> **What is being asked**
Output the records exactly. Include every line.

> **Supplied data**
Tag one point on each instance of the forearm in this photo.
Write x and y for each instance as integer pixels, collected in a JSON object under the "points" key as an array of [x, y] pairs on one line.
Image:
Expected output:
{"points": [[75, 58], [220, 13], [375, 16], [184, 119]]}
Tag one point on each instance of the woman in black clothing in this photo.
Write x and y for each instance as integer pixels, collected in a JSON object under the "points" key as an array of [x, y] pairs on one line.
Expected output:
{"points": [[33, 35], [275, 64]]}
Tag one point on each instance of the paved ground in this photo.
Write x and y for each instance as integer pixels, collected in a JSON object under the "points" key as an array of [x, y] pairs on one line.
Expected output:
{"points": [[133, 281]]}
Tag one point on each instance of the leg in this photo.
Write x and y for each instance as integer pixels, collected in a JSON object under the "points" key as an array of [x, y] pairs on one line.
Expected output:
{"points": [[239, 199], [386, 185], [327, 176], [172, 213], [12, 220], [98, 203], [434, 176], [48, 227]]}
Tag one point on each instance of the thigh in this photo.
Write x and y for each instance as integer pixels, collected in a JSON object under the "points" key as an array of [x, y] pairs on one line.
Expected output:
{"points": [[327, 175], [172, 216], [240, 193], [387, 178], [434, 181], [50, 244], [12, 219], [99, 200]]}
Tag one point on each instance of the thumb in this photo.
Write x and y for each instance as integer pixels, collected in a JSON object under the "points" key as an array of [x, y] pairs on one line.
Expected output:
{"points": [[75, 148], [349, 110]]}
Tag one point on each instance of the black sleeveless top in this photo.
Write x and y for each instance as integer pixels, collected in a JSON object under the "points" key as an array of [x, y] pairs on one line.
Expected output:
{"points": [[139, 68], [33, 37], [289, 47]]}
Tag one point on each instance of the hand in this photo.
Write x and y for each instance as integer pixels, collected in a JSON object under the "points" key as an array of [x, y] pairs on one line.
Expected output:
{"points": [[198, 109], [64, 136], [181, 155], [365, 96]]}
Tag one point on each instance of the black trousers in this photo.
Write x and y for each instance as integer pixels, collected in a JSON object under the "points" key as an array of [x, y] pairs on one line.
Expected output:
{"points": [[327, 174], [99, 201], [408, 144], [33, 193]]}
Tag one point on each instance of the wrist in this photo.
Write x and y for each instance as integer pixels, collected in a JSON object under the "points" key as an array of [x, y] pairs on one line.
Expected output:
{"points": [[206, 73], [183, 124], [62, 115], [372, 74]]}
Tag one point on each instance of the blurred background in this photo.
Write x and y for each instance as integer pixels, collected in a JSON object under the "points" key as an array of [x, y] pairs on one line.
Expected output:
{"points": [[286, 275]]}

> **Written answer**
Tag one point on each instance of the forearm in this photo.
Write x and y for each instance as integer pixels, collected in a JSON object under the "points" key as an array of [x, y] pairs on one line.
Image:
Expected output:
{"points": [[75, 58], [220, 13], [375, 16], [184, 119]]}
Tag one point on each instance of the woman in black clothing in this photo.
Write x and y for each instance as integer pixels, collected in a JSON object under the "points" key as an array of [x, y] pairs on one line.
Expected output:
{"points": [[33, 35], [275, 64]]}
Tag one point on each instance of the paved ground in this photo.
Write x and y for each instance as integer pixels, collected in a JSON object under the "points" key as an array of [x, y] pairs on one line.
Expected output:
{"points": [[133, 281]]}
Tag one point on each instance of the leg in this photo.
Write x and y for each instance as integer pixels, collected in a JSON object under the "points" key as an array of [x, y] pairs on one line.
Expected output:
{"points": [[239, 199], [386, 185], [327, 176], [172, 213], [12, 220], [98, 203], [434, 176], [48, 227]]}
Tag one point on each instance of the thigh in this photo.
Write x and y for each instance as integer pixels, collected in a JSON object under the "points" key as an array of [x, y] pairs on one line.
Expected output:
{"points": [[327, 175], [172, 216], [240, 193], [387, 178], [434, 181], [50, 244], [12, 219], [99, 200]]}
Tag one point on each instance of the thumb in this photo.
Write x and y for each instance as integer pixels, collected in a JSON object under the "points" key as an array of [x, y] pairs on one line.
Expected output:
{"points": [[75, 148], [349, 110]]}
Tag one point on each instance of the black sleeveless top in this photo.
Write x and y for each instance as integer pixels, collected in a JSON object under the "points" key as an array of [x, y] pairs on one line.
Expected output:
{"points": [[139, 68], [33, 37], [289, 47]]}
Tag one point on each instance of the hand in this photo.
Write x and y for each instance as integer pixels, collected in a JSON object under the "points" key as an array of [x, y] pairs on one line.
Expected output:
{"points": [[198, 109], [64, 136], [181, 155], [365, 96]]}
Tag one point on each instance of the black trousers in this photo.
Write x and y for each instance as integer pixels, collected in a JSON object under the "points" key as an array of [x, y] pairs on one line.
Expected output:
{"points": [[327, 174], [99, 201], [408, 144], [33, 193]]}
Tag one point on each instance of the wrist in this photo.
Write x and y for each instance as integer pixels, collected in a JSON object under the "points" key as an array of [x, y] pairs on one line.
Expected output:
{"points": [[206, 73], [183, 124], [62, 115], [372, 74]]}
Tag one point on each instance of the blurred background in this photo.
Write x and y for each instance as integer pixels, collected in a JSON object under the "points" key as an array of [x, y] pairs on one line.
Expected output:
{"points": [[286, 275]]}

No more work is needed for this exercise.